### What is asked
**1.** List the usernames that head the posts in the forum thread below.
**2.** Write out the forum thread again from "I figured a" up to and including "miss college sometimes...", swapping "college" for "high school".
**3.** Carry on the forum thread about embarrassing mistakes from the point where it stops.

### Provided passage
- - -

I know, I'm a downer. My mistakes weren't so much embarrassing as they were painful.


----------



## krichaiushii (Jul 3, 2005)

I was ... 19 or 20, and in order to impress a girl, I got a rather large tattoo on my calf.

A tattoo of Tom Servo of MST3K fame.

Suffice it to say, she was not impressed.  

But that didn't stop me from trying to "make things work".

I figured a dinner-and-movie date might make up for the tattoo faux pas.

At the time this was happening, THE movie everyone was talking about was Schindler's List.  Only I didn't pay attention to the descriptions of it, only that it was a good movie.

And it was (and is) a good movie.  Only not a good DATE movie.

I do miss college sometimes...


----------



## ForceUser (Jul 3, 2005)

I've done some colossally stupid things in my time, but one of the stupidest was the night my buddy Jeremy and I, aged 20 and 18 respectively, gunned his '86 Mustang LX 5.0 down a deserted 2-lane road in backcountry Louisiana doing over 140 mph. The speed limit was 30 mph. When we saw headlights coming toward us, I joked to Jeremy how funny it would be if the approaching vehicle was a cop.

Turns out, it was a cop.

At this point, Jeremy starts slowing down. I recall screaming at him something to the effect of "You're driving 110 mph over the speed limit, without a valid license, and with expired tags and no insurance. If you get pulled over, _you're going to jail._"

So he gunned it. Since the cop had to slow down, flip a U-turn, then accelerate to catch us, I knew we had a good chance of dusting him. I was right, fortunately. We lost him. Jeremy, of course, was so freaked out by the whole thing that he had to spill the beans to his girlfriend, who naturally ripped him to shreds verbally for being such a fool.

Amazingly, alcohol wasn't involved. Just pure adolescent male stupidity.


----------



## Bront (Jul 3, 2005)

Abstraction said:
			
		

> Shattered your had? Boy I hope that isn't a typo for head. If it is, you are getting on remarkably well.



My hand actualy.


----------



## Shemeska (Jul 3, 2005)

My senior prom, 1997.

1) While driving towards the restaurant, I took the wrong exit. The next 5 exits were all 'exit only' and not knowing the roads I didn't dare take them and get lost. Forty minutes later we got to the restaurant, and being so nervous, I took the only spot I saw and parked so close to the other car that my date had to get out of the car on the drivers side. I was probably under an inch from the other car, and it's luck that I didn't hit it.

2) We get to the prom, which was being held in a science museum (yes, you heard me right). We spent around an hour making out in the apollo space capsule before we got caught because the windows fogged. *chuckle*

....

- - -

### Dataset extract
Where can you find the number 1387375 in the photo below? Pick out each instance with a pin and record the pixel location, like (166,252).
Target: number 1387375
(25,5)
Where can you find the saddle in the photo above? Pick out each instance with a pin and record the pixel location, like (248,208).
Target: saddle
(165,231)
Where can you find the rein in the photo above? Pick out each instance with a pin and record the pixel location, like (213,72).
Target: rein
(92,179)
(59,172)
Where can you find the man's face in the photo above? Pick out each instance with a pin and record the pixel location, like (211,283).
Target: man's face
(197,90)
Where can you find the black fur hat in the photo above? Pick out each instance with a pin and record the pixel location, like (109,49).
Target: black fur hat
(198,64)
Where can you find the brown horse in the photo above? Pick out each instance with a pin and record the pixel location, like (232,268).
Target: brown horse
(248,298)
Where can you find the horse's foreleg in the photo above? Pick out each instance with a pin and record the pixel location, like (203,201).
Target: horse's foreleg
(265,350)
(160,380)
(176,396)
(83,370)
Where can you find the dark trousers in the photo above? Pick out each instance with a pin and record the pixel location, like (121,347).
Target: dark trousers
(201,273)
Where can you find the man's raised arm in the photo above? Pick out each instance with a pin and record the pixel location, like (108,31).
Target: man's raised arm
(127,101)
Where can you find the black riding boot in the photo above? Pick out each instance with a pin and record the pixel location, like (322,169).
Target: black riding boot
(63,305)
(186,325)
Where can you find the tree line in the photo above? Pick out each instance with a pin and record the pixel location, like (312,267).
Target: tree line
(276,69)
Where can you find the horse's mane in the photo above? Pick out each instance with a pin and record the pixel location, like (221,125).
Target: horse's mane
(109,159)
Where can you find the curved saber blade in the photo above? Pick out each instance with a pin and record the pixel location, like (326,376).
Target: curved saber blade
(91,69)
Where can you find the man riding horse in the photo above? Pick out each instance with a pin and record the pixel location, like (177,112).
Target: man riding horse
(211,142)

- - -

### Outputs in order
**1.** krichaiushii, ForceUser, Bront, Shemeska

**2.**
I figured a dinner-and-movie date might make up for the tattoo faux pas.

At the time this was happening, THE movie everyone was talking about was Schindler's List.  Only I didn't pay attention to the descriptions of it, only that it was a good movie.

And it was (and is) a good movie.  Only not a good DATE movie.

I do miss high school sometimes...

**3.**
Same girlfriend, later that year. Stupid at the time, would have been more stupid had we gotten caught. Went all the way with her mother passed out less than four feet away on the other side of the room. I was young, I was horny, and my girlfriend wanted it. Who was I to say no. God I was stupid back then.


----------



## Rel (Jul 3, 2005)

Shemeska said:
			
		

> Went all the way with her mother...




It makes for an even better story if you don't finish the rest of that sentence...


----------



## mhacdebhandia (Jul 3, 2005)

I'm racking my brains to think of one of my own, so in the meantime I'll relate my favourite high school stories.

Background: there's a tradition in Australia that the graduating class has a "Muck-Up Day" where they're allowed to basically go nuts as long as no-one gets seriously hurt. At my high school, we went several years without a Muck-Up Day being allowed because of the following story.

The other big tradition is that the graduating class gets to put on a revue sometime during the last few weeks of school (and this is usually on the same day as Muck-Up Day). You have comedy sketches making fun of teachers, music from student bands, and so on. This particular year I was in Year Nine, so I would have been turning 15 shortly after this story takes place.

During the revue, which all the other kids in school attended, three or four of the Year Twelves climbed up into the attic of the school hall, which was the space in which all of the props and equipment for school plays and dances was stored. Now, this attic didn't actually have a proper floor _per se_ - everything was either balanced across the ceiling beams or sitting on certain sections which had planks nailed down over the plaster between the beams.

Kids are sometimes clumsy, naturally, so there was actually a hole in the ceiling plaster where someone had dropped a heavy prop the year before, which the school had never got around to fixing. This was where the Year Twelves gathered, with water balloons and bags of flour and juice to hurl at the Year Sevens below the hole (we were made to sit in sections according to our year) during the show.

The problem was that the hole was pretty small, and the beams were thick enough that standing or sitting on the beams didn't get you close enough to accurately hurl your missiles through. Accordingly, one of the kids up in the roof knelt down on another section of plaster and leaned over the intervening beam to throw his ammunition.

Leaning over that beam was the only thing that saved his life - when the plaster inevitably gave way and fell thirty feet to the seats below, he was able to grab onto the beam until his friends pulled him up. The Year Sevens below (directly in front of where I was sitting with the rest of Year Nine, only a few rows away) were only safe from the huge section of falling ceiling because they'd been trying to duck down under their seats to avoid the assault from above anyway.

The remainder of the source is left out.